What you need to do -> Gather every line below that contains the word "willing" and copy each one out. Case matters.

====

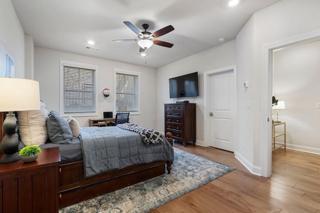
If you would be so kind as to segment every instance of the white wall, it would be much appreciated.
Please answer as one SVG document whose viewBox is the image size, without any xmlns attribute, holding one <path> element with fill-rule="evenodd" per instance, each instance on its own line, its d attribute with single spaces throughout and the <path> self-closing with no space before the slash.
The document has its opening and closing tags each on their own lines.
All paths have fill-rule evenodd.
<svg viewBox="0 0 320 213">
<path fill-rule="evenodd" d="M 156 129 L 156 69 L 36 46 L 34 48 L 34 80 L 39 81 L 40 98 L 48 111 L 60 112 L 60 60 L 75 61 L 98 66 L 98 117 L 76 117 L 82 127 L 88 125 L 89 118 L 103 117 L 103 112 L 114 110 L 114 68 L 140 71 L 141 73 L 141 113 L 130 115 L 130 122 L 143 127 Z M 108 88 L 111 95 L 104 96 L 103 89 Z"/>
<path fill-rule="evenodd" d="M 246 27 L 242 29 L 246 32 L 242 33 L 252 34 L 253 37 L 242 36 L 241 34 L 237 36 L 237 43 L 250 43 L 250 40 L 254 39 L 253 57 L 244 57 L 242 60 L 237 60 L 237 79 L 245 79 L 248 74 L 252 79 L 252 94 L 248 94 L 246 99 L 252 100 L 252 114 L 248 114 L 246 109 L 241 108 L 246 101 L 243 100 L 237 103 L 237 119 L 248 119 L 253 125 L 242 129 L 237 125 L 236 143 L 239 145 L 244 142 L 248 143 L 248 146 L 253 145 L 251 148 L 252 153 L 243 152 L 242 154 L 258 170 L 262 166 L 261 154 L 264 151 L 260 143 L 262 119 L 266 122 L 266 118 L 261 117 L 262 47 L 272 42 L 320 28 L 319 8 L 318 0 L 282 0 L 252 15 L 252 20 L 246 24 Z M 237 46 L 237 57 L 248 51 L 248 47 Z M 253 66 L 248 66 L 250 64 Z M 239 97 L 246 95 L 245 91 L 238 90 L 237 95 L 238 100 Z"/>
<path fill-rule="evenodd" d="M 24 35 L 25 62 L 24 73 L 25 78 L 33 80 L 34 70 L 34 39 L 30 35 Z"/>
<path fill-rule="evenodd" d="M 184 58 L 158 69 L 156 71 L 156 129 L 164 131 L 164 103 L 176 103 L 180 99 L 170 99 L 169 78 L 198 72 L 199 96 L 194 99 L 184 98 L 190 103 L 196 103 L 196 144 L 204 145 L 204 71 L 236 64 L 236 40 L 222 44 L 190 56 Z"/>
<path fill-rule="evenodd" d="M 10 0 L 0 0 L 0 43 L 14 61 L 14 77 L 24 77 L 24 33 Z"/>
<path fill-rule="evenodd" d="M 286 122 L 287 147 L 320 154 L 320 109 L 316 108 L 320 102 L 320 41 L 274 55 L 273 91 L 286 103 L 279 115 Z"/>
</svg>

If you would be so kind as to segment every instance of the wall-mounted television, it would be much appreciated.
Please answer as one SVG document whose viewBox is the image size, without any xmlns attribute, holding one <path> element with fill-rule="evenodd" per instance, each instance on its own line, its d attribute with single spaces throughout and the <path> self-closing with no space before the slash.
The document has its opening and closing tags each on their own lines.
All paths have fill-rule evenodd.
<svg viewBox="0 0 320 213">
<path fill-rule="evenodd" d="M 170 98 L 198 96 L 198 72 L 169 79 L 169 91 Z"/>
</svg>

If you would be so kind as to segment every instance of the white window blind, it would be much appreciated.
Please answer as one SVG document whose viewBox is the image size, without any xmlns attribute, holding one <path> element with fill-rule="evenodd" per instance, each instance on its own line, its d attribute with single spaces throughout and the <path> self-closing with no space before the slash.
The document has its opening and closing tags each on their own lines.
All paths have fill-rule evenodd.
<svg viewBox="0 0 320 213">
<path fill-rule="evenodd" d="M 64 113 L 96 112 L 95 70 L 64 66 Z"/>
<path fill-rule="evenodd" d="M 139 111 L 139 76 L 116 72 L 116 110 L 119 106 L 126 106 L 128 112 Z"/>
</svg>

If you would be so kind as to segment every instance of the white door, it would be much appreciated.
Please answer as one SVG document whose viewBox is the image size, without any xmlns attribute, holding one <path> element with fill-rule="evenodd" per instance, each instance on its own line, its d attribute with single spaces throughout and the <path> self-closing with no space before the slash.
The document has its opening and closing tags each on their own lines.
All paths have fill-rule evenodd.
<svg viewBox="0 0 320 213">
<path fill-rule="evenodd" d="M 234 152 L 234 71 L 214 74 L 210 78 L 210 146 Z"/>
</svg>

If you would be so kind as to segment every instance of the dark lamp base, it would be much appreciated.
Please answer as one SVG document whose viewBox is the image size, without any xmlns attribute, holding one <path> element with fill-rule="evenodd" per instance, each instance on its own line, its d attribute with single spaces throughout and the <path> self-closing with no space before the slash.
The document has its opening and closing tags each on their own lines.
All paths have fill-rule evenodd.
<svg viewBox="0 0 320 213">
<path fill-rule="evenodd" d="M 14 161 L 18 161 L 21 159 L 21 156 L 18 155 L 18 153 L 14 154 L 5 154 L 4 157 L 0 160 L 0 164 L 6 164 L 7 163 L 11 163 Z"/>
</svg>

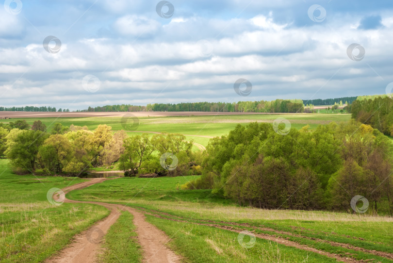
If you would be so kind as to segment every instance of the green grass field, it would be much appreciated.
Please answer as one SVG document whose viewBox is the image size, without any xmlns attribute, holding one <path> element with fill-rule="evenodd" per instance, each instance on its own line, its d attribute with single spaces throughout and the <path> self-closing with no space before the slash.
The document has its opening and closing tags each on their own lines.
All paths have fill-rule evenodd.
<svg viewBox="0 0 393 263">
<path fill-rule="evenodd" d="M 261 256 L 261 251 L 265 251 L 266 258 L 259 259 L 262 262 L 271 262 L 272 259 L 279 262 L 301 262 L 308 256 L 307 262 L 335 262 L 258 238 L 251 249 L 245 249 L 239 245 L 237 234 L 220 227 L 233 225 L 331 254 L 351 255 L 358 260 L 393 262 L 356 250 L 393 253 L 391 218 L 323 211 L 261 210 L 240 207 L 212 196 L 209 190 L 177 190 L 179 183 L 195 178 L 122 178 L 73 191 L 69 197 L 125 204 L 152 214 L 148 216 L 148 221 L 165 231 L 173 240 L 173 249 L 190 262 L 239 262 L 246 259 L 254 262 Z M 206 225 L 212 224 L 218 227 Z M 339 245 L 333 246 L 333 242 Z M 348 248 L 348 245 L 357 248 Z M 209 259 L 207 261 L 201 259 L 203 255 L 207 257 L 202 258 Z"/>
<path fill-rule="evenodd" d="M 70 242 L 75 234 L 108 214 L 102 206 L 63 203 L 47 199 L 52 187 L 83 181 L 77 178 L 13 174 L 0 159 L 0 261 L 40 262 Z"/>
<path fill-rule="evenodd" d="M 143 117 L 138 118 L 139 124 L 134 131 L 136 132 L 128 132 L 129 135 L 140 134 L 143 132 L 179 133 L 187 136 L 187 140 L 193 139 L 195 142 L 206 146 L 210 137 L 227 134 L 240 123 L 246 125 L 253 122 L 273 122 L 277 118 L 285 118 L 290 121 L 291 126 L 300 129 L 309 125 L 311 129 L 318 125 L 326 124 L 331 121 L 347 121 L 351 118 L 349 114 L 264 114 L 261 115 L 234 115 L 219 116 L 190 116 L 169 117 Z M 83 118 L 26 118 L 0 120 L 0 122 L 9 122 L 25 119 L 32 125 L 34 121 L 40 120 L 47 126 L 49 131 L 53 125 L 61 123 L 69 126 L 71 124 L 87 126 L 90 130 L 94 130 L 99 124 L 107 124 L 113 131 L 124 130 L 121 117 L 91 117 Z M 190 136 L 196 135 L 196 136 Z M 199 136 L 208 137 L 198 137 Z"/>
<path fill-rule="evenodd" d="M 140 119 L 137 132 L 128 134 L 178 132 L 206 146 L 209 138 L 191 135 L 220 136 L 238 123 L 272 122 L 279 117 L 289 120 L 297 129 L 350 119 L 349 115 L 326 114 L 147 117 Z M 25 119 L 31 124 L 38 119 Z M 115 131 L 122 128 L 121 118 L 40 119 L 49 130 L 56 122 L 87 125 L 90 130 L 99 124 L 110 125 Z M 197 177 L 121 178 L 71 191 L 67 197 L 124 204 L 145 213 L 147 220 L 170 238 L 168 246 L 184 262 L 337 262 L 336 258 L 345 258 L 360 262 L 393 262 L 391 217 L 261 210 L 240 206 L 212 195 L 211 190 L 180 189 L 181 185 Z M 44 179 L 36 180 L 41 178 Z M 47 200 L 52 187 L 62 188 L 81 181 L 75 178 L 16 175 L 6 160 L 0 160 L 0 262 L 42 261 L 69 243 L 75 234 L 107 215 L 108 211 L 98 205 L 57 206 Z M 132 215 L 123 212 L 111 227 L 102 245 L 105 250 L 101 262 L 141 262 L 132 219 Z M 241 242 L 239 232 L 243 230 L 252 234 Z"/>
</svg>

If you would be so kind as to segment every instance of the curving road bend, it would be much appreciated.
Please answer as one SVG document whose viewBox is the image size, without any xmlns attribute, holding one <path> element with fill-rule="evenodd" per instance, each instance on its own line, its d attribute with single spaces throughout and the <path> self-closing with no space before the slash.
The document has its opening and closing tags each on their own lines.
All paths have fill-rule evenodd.
<svg viewBox="0 0 393 263">
<path fill-rule="evenodd" d="M 65 194 L 74 190 L 81 189 L 96 183 L 115 178 L 94 178 L 88 181 L 66 187 Z M 56 197 L 54 197 L 55 198 Z M 57 197 L 58 198 L 58 197 Z M 109 216 L 99 221 L 86 230 L 74 237 L 74 240 L 69 246 L 55 256 L 47 259 L 45 262 L 51 263 L 96 262 L 98 255 L 102 252 L 102 239 L 108 230 L 119 218 L 121 211 L 127 211 L 134 217 L 133 223 L 136 227 L 138 241 L 143 250 L 143 262 L 151 263 L 179 263 L 180 257 L 169 249 L 165 244 L 169 238 L 157 228 L 147 222 L 144 214 L 136 210 L 123 205 L 109 204 L 100 202 L 84 202 L 66 198 L 67 203 L 84 203 L 102 205 L 111 211 Z"/>
</svg>

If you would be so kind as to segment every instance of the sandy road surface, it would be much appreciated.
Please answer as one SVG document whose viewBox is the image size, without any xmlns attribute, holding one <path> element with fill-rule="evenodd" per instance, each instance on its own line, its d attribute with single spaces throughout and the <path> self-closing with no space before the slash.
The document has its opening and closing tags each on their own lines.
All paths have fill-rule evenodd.
<svg viewBox="0 0 393 263">
<path fill-rule="evenodd" d="M 95 178 L 86 182 L 66 187 L 63 189 L 66 194 L 73 190 L 81 189 L 95 183 L 102 182 L 107 178 Z M 164 232 L 145 220 L 144 214 L 136 210 L 123 205 L 109 204 L 99 202 L 82 202 L 66 198 L 67 203 L 85 203 L 102 205 L 111 210 L 110 215 L 87 230 L 75 237 L 74 241 L 55 256 L 47 260 L 46 262 L 93 263 L 96 262 L 98 255 L 101 252 L 102 238 L 120 215 L 120 210 L 127 211 L 134 216 L 133 223 L 136 226 L 138 241 L 143 250 L 144 262 L 151 263 L 178 263 L 180 258 L 168 248 L 165 244 L 169 238 Z"/>
</svg>

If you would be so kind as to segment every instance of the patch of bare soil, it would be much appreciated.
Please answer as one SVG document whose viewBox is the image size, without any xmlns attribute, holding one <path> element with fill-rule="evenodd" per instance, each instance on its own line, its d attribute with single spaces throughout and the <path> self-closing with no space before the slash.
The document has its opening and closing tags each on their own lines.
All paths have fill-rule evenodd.
<svg viewBox="0 0 393 263">
<path fill-rule="evenodd" d="M 144 209 L 144 210 L 145 210 L 145 211 L 146 210 L 146 209 Z M 160 214 L 164 214 L 164 215 L 167 215 L 167 216 L 174 217 L 176 217 L 176 218 L 181 218 L 181 219 L 172 219 L 172 218 L 168 218 L 167 217 L 163 217 L 163 216 L 162 216 L 161 215 L 160 215 L 159 214 L 154 214 L 154 213 L 148 213 L 148 214 L 151 214 L 152 215 L 153 215 L 154 216 L 158 217 L 159 218 L 163 218 L 163 219 L 170 220 L 172 220 L 172 221 L 177 221 L 177 222 L 183 222 L 183 223 L 186 223 L 186 223 L 190 223 L 190 224 L 195 224 L 200 225 L 204 225 L 204 226 L 209 226 L 209 227 L 215 227 L 215 228 L 219 228 L 219 229 L 223 229 L 223 230 L 229 230 L 230 231 L 232 231 L 236 232 L 238 232 L 238 233 L 240 233 L 240 232 L 244 230 L 242 229 L 239 229 L 238 228 L 236 228 L 236 226 L 237 226 L 237 227 L 246 227 L 255 228 L 256 229 L 260 229 L 260 230 L 262 230 L 269 231 L 272 231 L 272 232 L 275 232 L 276 233 L 277 233 L 278 234 L 278 233 L 284 234 L 286 234 L 286 235 L 290 235 L 290 236 L 295 236 L 295 237 L 300 237 L 300 238 L 306 238 L 306 239 L 312 240 L 315 240 L 315 241 L 318 241 L 318 242 L 323 242 L 323 243 L 325 243 L 329 244 L 331 246 L 333 246 L 334 247 L 344 247 L 344 248 L 348 248 L 348 249 L 352 249 L 352 250 L 355 250 L 355 251 L 360 251 L 364 252 L 365 252 L 365 253 L 369 253 L 369 254 L 373 254 L 373 255 L 375 255 L 376 256 L 380 256 L 380 257 L 385 257 L 385 258 L 390 259 L 393 259 L 393 254 L 392 254 L 391 253 L 387 253 L 387 252 L 382 252 L 382 251 L 378 251 L 374 250 L 370 250 L 370 249 L 366 249 L 365 248 L 363 248 L 362 247 L 355 247 L 354 246 L 352 246 L 351 245 L 348 244 L 343 244 L 343 243 L 339 243 L 339 242 L 332 242 L 332 241 L 329 241 L 325 240 L 323 240 L 323 239 L 318 239 L 318 238 L 314 238 L 302 236 L 302 235 L 296 235 L 296 234 L 293 234 L 293 233 L 291 233 L 290 232 L 277 230 L 275 230 L 275 229 L 271 229 L 271 228 L 268 228 L 256 227 L 253 226 L 250 226 L 250 225 L 249 225 L 249 224 L 248 224 L 247 223 L 238 224 L 238 223 L 234 223 L 234 222 L 224 222 L 224 221 L 220 221 L 219 222 L 216 222 L 215 221 L 211 221 L 211 220 L 198 220 L 198 221 L 205 221 L 205 222 L 214 222 L 214 223 L 220 223 L 227 224 L 230 225 L 230 226 L 225 226 L 225 225 L 223 226 L 223 225 L 218 225 L 217 224 L 203 224 L 203 223 L 194 223 L 194 222 L 191 222 L 187 221 L 186 220 L 184 220 L 184 218 L 182 218 L 179 217 L 179 216 L 175 216 L 172 215 L 171 215 L 170 214 L 168 214 L 167 213 L 161 213 L 161 212 L 158 212 L 158 211 L 155 211 L 155 213 L 158 212 Z M 181 219 L 183 219 L 183 220 L 181 220 Z M 253 233 L 253 234 L 256 237 L 259 237 L 260 238 L 262 238 L 262 239 L 263 239 L 270 240 L 270 241 L 273 241 L 273 242 L 276 242 L 276 243 L 278 243 L 278 244 L 281 244 L 282 245 L 284 245 L 285 246 L 289 246 L 289 247 L 296 247 L 297 248 L 300 248 L 300 249 L 303 249 L 303 250 L 307 250 L 307 251 L 311 251 L 311 252 L 315 252 L 315 253 L 317 253 L 318 254 L 321 254 L 321 255 L 323 255 L 326 256 L 327 257 L 329 257 L 330 258 L 335 258 L 335 259 L 337 259 L 338 261 L 339 261 L 340 262 L 349 262 L 349 263 L 362 262 L 363 262 L 363 261 L 358 261 L 358 260 L 355 260 L 355 259 L 351 258 L 344 257 L 343 257 L 342 256 L 341 256 L 340 255 L 339 255 L 339 254 L 333 254 L 333 253 L 329 253 L 329 252 L 326 252 L 326 251 L 322 251 L 322 250 L 319 250 L 317 249 L 316 248 L 314 248 L 313 247 L 309 247 L 309 246 L 306 246 L 306 245 L 304 245 L 299 244 L 298 244 L 298 243 L 296 243 L 295 242 L 288 240 L 288 239 L 287 239 L 286 238 L 284 238 L 281 237 L 277 236 L 276 236 L 275 235 L 271 235 L 271 234 L 265 234 L 265 233 Z"/>
<path fill-rule="evenodd" d="M 63 191 L 81 189 L 95 183 L 102 182 L 106 178 L 94 178 L 87 181 L 66 187 Z M 143 249 L 144 262 L 151 263 L 179 263 L 180 257 L 165 245 L 169 238 L 158 228 L 145 220 L 144 214 L 126 206 L 98 202 L 82 202 L 66 198 L 68 203 L 85 203 L 102 205 L 111 210 L 110 214 L 94 226 L 77 235 L 74 241 L 63 249 L 58 255 L 48 259 L 48 263 L 93 263 L 101 253 L 102 238 L 120 214 L 120 210 L 128 211 L 134 216 L 133 223 L 136 226 L 138 240 Z"/>
</svg>

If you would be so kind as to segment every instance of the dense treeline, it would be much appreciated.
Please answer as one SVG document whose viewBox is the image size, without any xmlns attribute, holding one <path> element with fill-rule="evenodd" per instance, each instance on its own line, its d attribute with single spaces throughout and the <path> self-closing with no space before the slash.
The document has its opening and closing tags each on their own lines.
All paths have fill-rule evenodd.
<svg viewBox="0 0 393 263">
<path fill-rule="evenodd" d="M 317 105 L 333 105 L 335 103 L 339 103 L 340 101 L 345 101 L 348 104 L 351 104 L 353 101 L 356 100 L 356 97 L 345 97 L 343 98 L 336 98 L 335 99 L 303 99 L 303 103 L 304 105 L 306 104 L 312 104 Z"/>
<path fill-rule="evenodd" d="M 198 153 L 191 151 L 193 142 L 179 134 L 147 133 L 129 138 L 124 131 L 115 133 L 106 125 L 93 131 L 86 126 L 69 127 L 56 123 L 50 133 L 40 121 L 33 126 L 0 126 L 0 157 L 6 157 L 18 174 L 75 176 L 93 166 L 107 168 L 119 161 L 129 176 L 141 174 L 160 175 L 198 174 Z M 20 129 L 19 129 L 20 128 Z M 169 158 L 161 158 L 165 153 Z M 165 169 L 172 164 L 175 166 Z M 200 159 L 200 158 L 199 158 Z M 169 167 L 169 166 L 168 166 Z"/>
<path fill-rule="evenodd" d="M 82 111 L 87 112 L 220 112 L 259 113 L 302 113 L 304 110 L 300 99 L 276 99 L 272 101 L 239 101 L 225 102 L 187 102 L 177 104 L 154 103 L 147 106 L 131 105 L 106 105 Z"/>
<path fill-rule="evenodd" d="M 53 107 L 34 107 L 33 106 L 26 106 L 26 107 L 11 107 L 7 108 L 5 107 L 0 107 L 0 112 L 68 112 L 69 110 L 59 109 L 56 111 L 56 108 Z"/>
<path fill-rule="evenodd" d="M 352 121 L 288 132 L 238 125 L 211 140 L 202 176 L 182 187 L 213 189 L 267 209 L 351 210 L 351 199 L 360 195 L 370 210 L 383 204 L 384 213 L 393 213 L 392 145 L 377 130 Z"/>
<path fill-rule="evenodd" d="M 350 109 L 353 118 L 369 124 L 386 135 L 393 135 L 393 99 L 390 97 L 359 98 L 352 103 Z"/>
</svg>

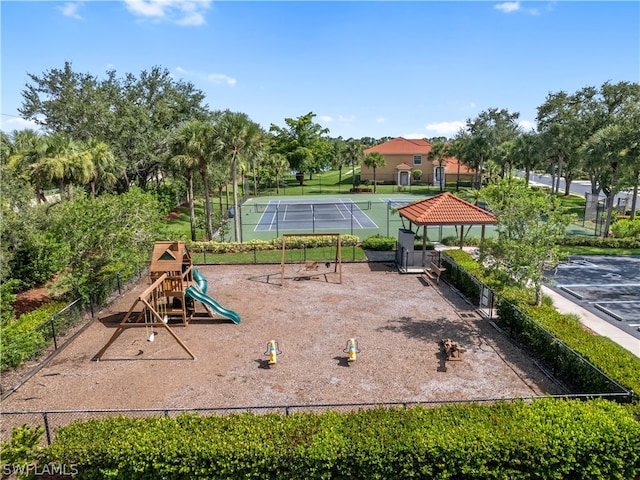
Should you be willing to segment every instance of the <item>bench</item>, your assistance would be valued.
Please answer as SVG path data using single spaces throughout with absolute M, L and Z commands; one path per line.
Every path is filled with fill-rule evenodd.
M 425 268 L 422 272 L 431 280 L 435 280 L 436 283 L 440 282 L 440 275 L 445 272 L 446 268 L 441 268 L 435 263 L 431 262 L 429 268 Z

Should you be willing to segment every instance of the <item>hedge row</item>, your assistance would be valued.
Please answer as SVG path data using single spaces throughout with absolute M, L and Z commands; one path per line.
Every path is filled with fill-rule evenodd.
M 335 237 L 324 236 L 300 236 L 288 237 L 287 248 L 316 248 L 335 246 Z M 340 244 L 343 247 L 358 245 L 360 238 L 356 235 L 340 235 Z M 248 240 L 243 243 L 238 242 L 188 242 L 187 248 L 196 253 L 242 253 L 264 250 L 277 250 L 282 248 L 282 238 L 271 240 Z
M 640 238 L 605 238 L 591 236 L 566 236 L 558 245 L 566 247 L 640 248 Z
M 536 323 L 585 357 L 623 387 L 633 390 L 636 393 L 640 392 L 640 375 L 638 375 L 638 372 L 640 372 L 640 358 L 607 337 L 589 333 L 583 328 L 575 315 L 559 313 L 553 306 L 545 305 L 544 303 L 539 307 L 532 305 L 532 294 L 530 291 L 516 288 L 499 288 L 495 283 L 492 285 L 492 279 L 483 273 L 481 265 L 468 253 L 462 250 L 450 250 L 444 255 L 444 257 L 447 256 L 464 268 L 469 275 L 491 285 L 498 294 L 502 295 L 511 304 L 518 307 L 518 309 L 526 313 Z M 470 280 L 464 272 L 455 268 L 449 268 L 448 273 L 452 275 L 450 277 L 452 283 L 463 293 L 469 295 L 470 298 L 477 299 L 479 297 L 480 289 L 478 283 Z M 499 305 L 498 313 L 498 322 L 503 327 L 514 329 L 517 328 L 518 324 L 522 327 L 522 319 L 513 308 L 506 304 L 501 304 Z M 533 348 L 534 351 L 540 350 L 539 345 L 535 344 L 535 341 L 539 340 L 539 338 L 539 335 L 533 335 L 531 333 L 531 328 L 527 327 L 525 329 L 522 327 L 520 340 L 525 342 L 531 340 L 529 342 L 530 347 Z M 542 352 L 539 352 L 539 354 L 542 355 Z M 555 351 L 547 352 L 545 355 L 555 355 Z M 575 373 L 577 374 L 579 372 Z M 578 381 L 579 379 L 574 378 L 574 380 Z M 587 387 L 591 380 L 584 380 L 584 387 Z
M 82 479 L 633 479 L 640 424 L 613 402 L 552 399 L 114 417 L 60 429 L 45 460 L 74 465 Z
M 0 343 L 0 371 L 22 365 L 32 360 L 49 345 L 49 330 L 38 329 L 66 306 L 64 302 L 51 302 L 32 312 L 24 313 L 17 320 L 2 328 Z

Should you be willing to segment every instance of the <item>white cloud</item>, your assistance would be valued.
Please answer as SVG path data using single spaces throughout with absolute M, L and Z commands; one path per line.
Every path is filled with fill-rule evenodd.
M 174 71 L 175 74 L 172 74 L 173 77 L 194 77 L 198 80 L 207 81 L 216 85 L 226 84 L 231 87 L 238 83 L 237 79 L 223 73 L 202 73 L 195 70 L 187 70 L 180 66 L 175 67 Z
M 518 125 L 525 132 L 529 132 L 531 130 L 535 130 L 536 129 L 536 124 L 534 122 L 530 122 L 529 120 L 520 120 L 518 122 Z
M 496 10 L 504 13 L 512 13 L 520 10 L 520 2 L 503 2 L 493 6 Z
M 40 125 L 37 125 L 34 121 L 32 120 L 25 120 L 22 117 L 13 117 L 13 116 L 2 116 L 0 117 L 1 120 L 1 124 L 0 124 L 0 130 L 2 130 L 5 133 L 11 133 L 14 130 L 25 130 L 25 129 L 30 129 L 30 130 L 40 130 Z
M 207 80 L 213 83 L 226 83 L 232 87 L 238 82 L 235 78 L 223 75 L 222 73 L 209 73 L 207 74 Z
M 78 10 L 81 6 L 82 2 L 68 2 L 59 8 L 62 12 L 62 15 L 64 15 L 65 17 L 82 20 L 82 16 L 78 13 Z
M 205 12 L 212 0 L 124 0 L 134 15 L 183 26 L 198 26 L 206 22 Z
M 425 128 L 430 132 L 435 132 L 439 137 L 448 137 L 455 135 L 461 128 L 465 128 L 467 124 L 456 120 L 454 122 L 430 123 Z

====

Written response ->
Should you be willing to segment every instance of the <item>bench</item>, your assistance would be valued.
Should you be willing to segment every instance of the <item>hedge row</item>, your assistance would be valued.
Should you be willing to segment every instance of the <item>white cloud</item>, your assistance would be valued.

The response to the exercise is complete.